-------- Page text --------
The watches I wore the most in 2020: The Seiko Prospex SPB083J1, Sinn 104 and Lorier NeptuneThor Svaboe
Sooo difficult! This has been a bastard year, in which one of the few ways to cheer yourself up in the Home Office has been to keep the collection in rotation and flip some unworn wrist machines. But still, within my changing collection, there are a handful of watches that have stuck with me. I wanted to pretend that my favourite two watches were also the ones I wore the most – namely my Holthinrichs Ornament or the inky black Grand Seiko SBGR053. But even as I enjoy reading about scratched-up Subs and dented Daytonas, my OCD tendencies demand a safety-first approach to my wristwear. As a result, my best pieces tend to stay mollycoddled as, God forbid, I should scratch a hand-finished bespoke case or sully the name of the mirror-like Zaratsu. But, like WOW, did watches cheer me up in lockdown. Safely protected from the elements, what better pieces to wear (again and again) than an adventure-inspiring diver’s watch named after a mysterious natural phenomenon known as The Great Blue Hole (the Seiko Prospex SPB083J1), the pilot’s tool watch Sinn 104 and the Lorier Neptune?
--------
Task set:
1 > Answer these questions using the article on the watches worn most in 2020:
(a) Which two watches does the writer name as favorites?
(b) After what natural phenomenon is the Seiko Prospex SPB083J1 named?
(c) What kind of watch is the Sinn 104 described as?
2 > Write the next part of the article on the watches worn most in 2020, starting after its closing question.
The items that come next are separate material, unconnected to the watch article.
-------- Supplied material --------
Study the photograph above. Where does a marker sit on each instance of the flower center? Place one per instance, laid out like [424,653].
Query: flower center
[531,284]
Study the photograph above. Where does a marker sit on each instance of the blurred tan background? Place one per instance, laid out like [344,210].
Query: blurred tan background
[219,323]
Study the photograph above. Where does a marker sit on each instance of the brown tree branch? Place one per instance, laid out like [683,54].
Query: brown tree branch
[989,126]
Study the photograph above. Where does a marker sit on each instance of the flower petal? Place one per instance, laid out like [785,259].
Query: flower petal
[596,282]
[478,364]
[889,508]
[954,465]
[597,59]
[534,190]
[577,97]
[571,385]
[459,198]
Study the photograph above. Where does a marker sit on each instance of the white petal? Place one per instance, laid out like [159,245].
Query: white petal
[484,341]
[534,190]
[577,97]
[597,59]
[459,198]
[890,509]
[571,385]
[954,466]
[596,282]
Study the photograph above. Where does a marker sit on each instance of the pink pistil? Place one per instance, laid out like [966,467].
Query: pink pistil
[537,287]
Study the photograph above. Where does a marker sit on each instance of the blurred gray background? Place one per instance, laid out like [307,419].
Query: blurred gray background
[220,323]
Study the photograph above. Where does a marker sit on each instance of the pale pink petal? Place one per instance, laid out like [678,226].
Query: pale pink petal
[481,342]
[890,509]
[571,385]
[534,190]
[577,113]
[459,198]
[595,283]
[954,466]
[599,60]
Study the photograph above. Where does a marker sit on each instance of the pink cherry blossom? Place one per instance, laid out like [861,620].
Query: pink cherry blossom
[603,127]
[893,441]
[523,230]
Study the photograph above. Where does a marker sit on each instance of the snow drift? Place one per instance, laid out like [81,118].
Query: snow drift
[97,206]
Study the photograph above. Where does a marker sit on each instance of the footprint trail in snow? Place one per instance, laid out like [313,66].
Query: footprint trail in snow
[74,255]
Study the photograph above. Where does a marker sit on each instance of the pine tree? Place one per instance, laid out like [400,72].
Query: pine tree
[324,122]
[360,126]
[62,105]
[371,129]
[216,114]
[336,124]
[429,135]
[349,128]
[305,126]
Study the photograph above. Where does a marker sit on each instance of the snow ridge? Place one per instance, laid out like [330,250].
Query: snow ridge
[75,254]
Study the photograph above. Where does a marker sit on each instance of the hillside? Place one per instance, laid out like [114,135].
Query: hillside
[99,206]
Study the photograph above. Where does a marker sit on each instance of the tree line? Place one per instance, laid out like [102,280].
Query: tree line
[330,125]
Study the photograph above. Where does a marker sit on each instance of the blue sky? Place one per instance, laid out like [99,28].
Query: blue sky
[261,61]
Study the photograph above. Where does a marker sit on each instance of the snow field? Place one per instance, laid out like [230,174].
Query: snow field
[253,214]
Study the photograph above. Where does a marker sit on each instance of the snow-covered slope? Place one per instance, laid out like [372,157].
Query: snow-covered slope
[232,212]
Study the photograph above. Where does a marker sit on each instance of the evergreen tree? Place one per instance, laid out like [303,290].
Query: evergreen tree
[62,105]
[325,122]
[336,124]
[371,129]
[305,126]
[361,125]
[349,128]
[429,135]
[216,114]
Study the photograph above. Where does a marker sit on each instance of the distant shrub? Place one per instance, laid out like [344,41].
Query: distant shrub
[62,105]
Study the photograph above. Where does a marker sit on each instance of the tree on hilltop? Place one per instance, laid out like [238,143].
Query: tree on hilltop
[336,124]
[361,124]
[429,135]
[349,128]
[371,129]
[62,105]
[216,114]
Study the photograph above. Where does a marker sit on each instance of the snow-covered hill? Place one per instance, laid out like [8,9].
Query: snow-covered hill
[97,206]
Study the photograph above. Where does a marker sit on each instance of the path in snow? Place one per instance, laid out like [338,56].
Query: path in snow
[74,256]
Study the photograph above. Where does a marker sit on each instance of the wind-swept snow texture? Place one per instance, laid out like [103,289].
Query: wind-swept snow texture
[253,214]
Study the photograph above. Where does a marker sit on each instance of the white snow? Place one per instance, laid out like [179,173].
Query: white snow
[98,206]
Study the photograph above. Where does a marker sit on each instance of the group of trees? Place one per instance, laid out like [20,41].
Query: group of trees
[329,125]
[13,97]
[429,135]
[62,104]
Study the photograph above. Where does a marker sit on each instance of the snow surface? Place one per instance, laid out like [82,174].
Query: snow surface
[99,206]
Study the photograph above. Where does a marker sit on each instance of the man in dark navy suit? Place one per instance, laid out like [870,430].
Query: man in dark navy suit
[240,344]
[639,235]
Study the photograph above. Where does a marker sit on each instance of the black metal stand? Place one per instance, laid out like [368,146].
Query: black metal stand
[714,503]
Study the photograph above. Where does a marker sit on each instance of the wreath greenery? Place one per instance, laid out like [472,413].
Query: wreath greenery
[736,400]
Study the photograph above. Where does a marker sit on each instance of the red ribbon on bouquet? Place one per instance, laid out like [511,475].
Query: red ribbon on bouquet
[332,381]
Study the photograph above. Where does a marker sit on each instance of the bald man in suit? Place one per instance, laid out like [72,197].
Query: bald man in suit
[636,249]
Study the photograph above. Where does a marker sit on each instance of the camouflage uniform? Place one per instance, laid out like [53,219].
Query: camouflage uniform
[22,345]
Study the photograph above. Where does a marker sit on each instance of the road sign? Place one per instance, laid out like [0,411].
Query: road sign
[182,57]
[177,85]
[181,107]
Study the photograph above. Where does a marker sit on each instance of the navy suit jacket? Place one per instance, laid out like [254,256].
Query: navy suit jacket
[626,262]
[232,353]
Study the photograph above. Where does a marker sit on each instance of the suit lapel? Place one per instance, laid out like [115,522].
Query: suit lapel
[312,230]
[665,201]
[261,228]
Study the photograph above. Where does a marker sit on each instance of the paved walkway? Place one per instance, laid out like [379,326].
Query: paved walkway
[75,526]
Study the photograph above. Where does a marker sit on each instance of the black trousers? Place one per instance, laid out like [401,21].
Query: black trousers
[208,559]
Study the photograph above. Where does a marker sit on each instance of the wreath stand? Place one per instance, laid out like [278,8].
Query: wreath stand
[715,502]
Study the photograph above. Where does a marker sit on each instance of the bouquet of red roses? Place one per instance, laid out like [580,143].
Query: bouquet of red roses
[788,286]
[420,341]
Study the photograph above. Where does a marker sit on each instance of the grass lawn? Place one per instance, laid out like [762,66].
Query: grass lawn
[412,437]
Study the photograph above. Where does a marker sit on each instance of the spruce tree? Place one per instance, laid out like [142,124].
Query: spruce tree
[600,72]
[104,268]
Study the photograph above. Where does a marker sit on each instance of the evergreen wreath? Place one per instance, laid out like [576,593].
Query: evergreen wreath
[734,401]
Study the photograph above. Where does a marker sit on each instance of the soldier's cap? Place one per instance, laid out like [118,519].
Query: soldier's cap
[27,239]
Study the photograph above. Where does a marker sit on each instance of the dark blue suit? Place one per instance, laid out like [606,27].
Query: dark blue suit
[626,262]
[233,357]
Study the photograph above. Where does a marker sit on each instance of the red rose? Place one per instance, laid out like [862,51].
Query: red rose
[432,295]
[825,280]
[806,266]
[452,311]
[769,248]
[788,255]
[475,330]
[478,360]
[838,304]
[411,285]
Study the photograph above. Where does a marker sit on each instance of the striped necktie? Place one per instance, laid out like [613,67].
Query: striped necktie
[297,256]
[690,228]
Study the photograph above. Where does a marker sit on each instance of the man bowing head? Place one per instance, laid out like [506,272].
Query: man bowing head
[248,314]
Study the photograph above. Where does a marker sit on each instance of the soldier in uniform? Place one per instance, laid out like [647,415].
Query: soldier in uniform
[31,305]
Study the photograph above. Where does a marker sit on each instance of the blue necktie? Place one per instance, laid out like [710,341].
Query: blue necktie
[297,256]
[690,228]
--------
Answers for the tasks:
1 >
(a) The Holthinrichs Ornament and the Grand Seiko SBGR053.
(b) The Great Blue Hole.
(c) A pilot's tool watch.

2 >
Numero Uno for wrist time, the Seiko Prospex SPB083J1
The one I wore the most is the deep blue dialled SPB083J1 JDM model – Great Blue Hole edition, aka a variant of the Baby Marinemaster. This is my second version of this watch, the first one being bought – inspired by a Time+Tide review in 2017-18 (true), and by then part of a growing collection of vintage Seikos and big diver’s watches. My first, the black dialled/blue bezelled SBDC063, was one of those watches that instantly felt at home on the wrist and that, while it has a 44mm case, wears more like a comfortable 41-42mm.
This Baby Marinemaster is now one of only two large watches in a box dominated by 37-40mm watches, and that’ll tell you a lot about its comfort and build quality. First off, the 6R15 movement doesn’t have a huge power reserve, but on most days stays COSC-close, at +/- 5 secs a day. Functionality is further enhanced by the lume that glares as bright as a lighthouse beam. But the case is what really sold it to me, still looking new thanks to the DiaShield coating that has kept dings and hairlines away, darkening the steel slightly. Does it work? Well, despite being worn a lot, there are no desk-diving marks on the clasp or bracelet, so indeed it does.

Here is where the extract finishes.